Items stored from a collection
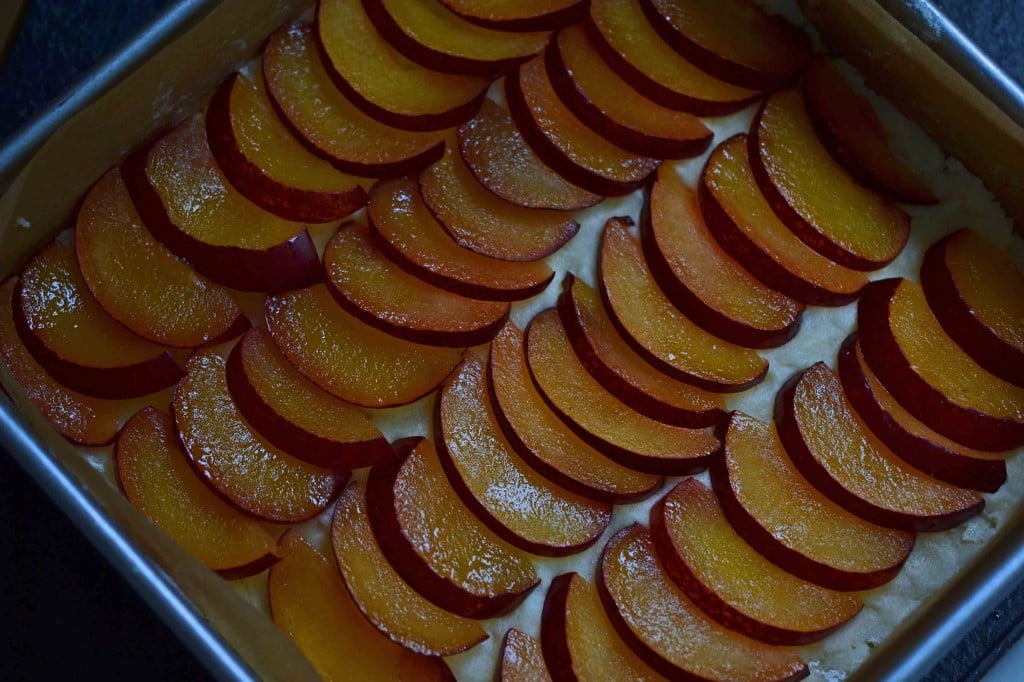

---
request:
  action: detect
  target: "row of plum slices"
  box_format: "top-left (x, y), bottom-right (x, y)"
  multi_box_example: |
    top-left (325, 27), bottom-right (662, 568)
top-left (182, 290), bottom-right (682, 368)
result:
top-left (0, 0), bottom-right (1024, 679)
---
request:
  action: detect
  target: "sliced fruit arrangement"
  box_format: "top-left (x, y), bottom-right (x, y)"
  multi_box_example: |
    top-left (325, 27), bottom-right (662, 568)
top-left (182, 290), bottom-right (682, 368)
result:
top-left (266, 284), bottom-right (463, 408)
top-left (558, 272), bottom-right (725, 427)
top-left (775, 363), bottom-right (985, 530)
top-left (599, 218), bottom-right (768, 392)
top-left (324, 223), bottom-right (509, 348)
top-left (225, 329), bottom-right (392, 470)
top-left (75, 168), bottom-right (249, 348)
top-left (598, 525), bottom-right (807, 681)
top-left (267, 529), bottom-right (453, 682)
top-left (362, 0), bottom-right (548, 76)
top-left (12, 241), bottom-right (181, 398)
top-left (114, 408), bottom-right (278, 578)
top-left (526, 308), bottom-right (719, 475)
top-left (711, 412), bottom-right (914, 590)
top-left (173, 350), bottom-right (348, 523)
top-left (487, 315), bottom-right (662, 502)
top-left (331, 483), bottom-right (487, 656)
top-left (544, 26), bottom-right (712, 159)
top-left (748, 87), bottom-right (910, 270)
top-left (434, 352), bottom-right (611, 556)
top-left (263, 24), bottom-right (444, 177)
top-left (206, 74), bottom-right (368, 222)
top-left (641, 161), bottom-right (804, 348)
top-left (368, 178), bottom-right (554, 301)
top-left (838, 335), bottom-right (1007, 493)
top-left (121, 117), bottom-right (322, 291)
top-left (505, 56), bottom-right (658, 197)
top-left (440, 0), bottom-right (587, 31)
top-left (541, 573), bottom-right (665, 682)
top-left (639, 0), bottom-right (811, 90)
top-left (650, 478), bottom-right (863, 644)
top-left (697, 135), bottom-right (867, 305)
top-left (420, 141), bottom-right (580, 261)
top-left (804, 55), bottom-right (938, 204)
top-left (921, 228), bottom-right (1024, 386)
top-left (857, 280), bottom-right (1024, 452)
top-left (0, 279), bottom-right (124, 445)
top-left (459, 99), bottom-right (603, 211)
top-left (584, 0), bottom-right (760, 116)
top-left (316, 0), bottom-right (487, 130)
top-left (366, 438), bottom-right (540, 619)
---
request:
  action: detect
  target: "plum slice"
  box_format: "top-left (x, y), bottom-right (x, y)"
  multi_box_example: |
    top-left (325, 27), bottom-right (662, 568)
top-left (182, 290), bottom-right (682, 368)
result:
top-left (857, 280), bottom-right (1024, 452)
top-left (599, 218), bottom-right (768, 392)
top-left (172, 349), bottom-right (339, 523)
top-left (804, 56), bottom-right (939, 204)
top-left (266, 285), bottom-right (462, 408)
top-left (650, 478), bottom-right (863, 644)
top-left (225, 329), bottom-right (391, 469)
top-left (541, 573), bottom-right (665, 682)
top-left (697, 135), bottom-right (867, 305)
top-left (505, 56), bottom-right (659, 197)
top-left (324, 223), bottom-right (509, 348)
top-left (0, 279), bottom-right (126, 445)
top-left (584, 0), bottom-right (759, 116)
top-left (526, 308), bottom-right (719, 475)
top-left (459, 99), bottom-right (603, 211)
top-left (839, 335), bottom-right (1007, 493)
top-left (263, 24), bottom-right (444, 177)
top-left (362, 0), bottom-right (548, 77)
top-left (316, 0), bottom-right (487, 131)
top-left (75, 168), bottom-right (249, 348)
top-left (331, 483), bottom-right (487, 656)
top-left (544, 26), bottom-right (712, 159)
top-left (921, 228), bottom-right (1024, 386)
top-left (641, 166), bottom-right (804, 348)
top-left (748, 87), bottom-right (910, 270)
top-left (368, 178), bottom-right (554, 301)
top-left (114, 408), bottom-right (278, 579)
top-left (434, 352), bottom-right (611, 556)
top-left (711, 412), bottom-right (915, 590)
top-left (420, 143), bottom-right (580, 261)
top-left (775, 363), bottom-right (985, 530)
top-left (121, 116), bottom-right (323, 292)
top-left (598, 524), bottom-right (807, 682)
top-left (366, 438), bottom-right (541, 619)
top-left (267, 528), bottom-right (454, 682)
top-left (640, 0), bottom-right (811, 90)
top-left (487, 323), bottom-right (662, 502)
top-left (206, 68), bottom-right (368, 222)
top-left (12, 241), bottom-right (181, 398)
top-left (557, 273), bottom-right (725, 427)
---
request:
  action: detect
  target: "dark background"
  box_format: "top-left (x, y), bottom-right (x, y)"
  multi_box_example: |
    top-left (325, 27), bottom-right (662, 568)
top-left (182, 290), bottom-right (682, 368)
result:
top-left (0, 0), bottom-right (1024, 682)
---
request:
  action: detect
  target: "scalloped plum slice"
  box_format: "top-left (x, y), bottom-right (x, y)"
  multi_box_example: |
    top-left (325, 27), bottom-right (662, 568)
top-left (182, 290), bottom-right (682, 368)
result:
top-left (367, 178), bottom-right (554, 301)
top-left (324, 223), bottom-right (509, 348)
top-left (266, 285), bottom-right (463, 408)
top-left (225, 329), bottom-right (392, 470)
top-left (434, 352), bottom-right (611, 556)
top-left (775, 363), bottom-right (985, 530)
top-left (331, 482), bottom-right (487, 656)
top-left (419, 143), bottom-right (580, 261)
top-left (315, 0), bottom-right (488, 131)
top-left (487, 323), bottom-right (662, 502)
top-left (526, 308), bottom-right (719, 475)
top-left (114, 408), bottom-right (278, 579)
top-left (263, 24), bottom-right (444, 177)
top-left (599, 218), bottom-right (768, 392)
top-left (366, 438), bottom-right (541, 619)
top-left (12, 241), bottom-right (181, 398)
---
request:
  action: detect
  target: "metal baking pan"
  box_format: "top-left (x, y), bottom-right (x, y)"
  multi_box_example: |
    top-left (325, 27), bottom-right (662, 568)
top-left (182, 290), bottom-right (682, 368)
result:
top-left (0, 0), bottom-right (1024, 680)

• **Brief**
Copy word for word the lines from the start of the items through the line containing "top-left (0, 0), bottom-right (1024, 679)", leaving out the pictures.

• **Full output**
---
request:
  action: detect
  target: "row of plum slices"
  box_format: "top-left (x, y), bottom-right (x, y)"
  multi_box_example: |
    top-left (325, 27), bottom-right (662, 568)
top-left (182, 290), bottom-right (682, 368)
result:
top-left (0, 0), bottom-right (1024, 679)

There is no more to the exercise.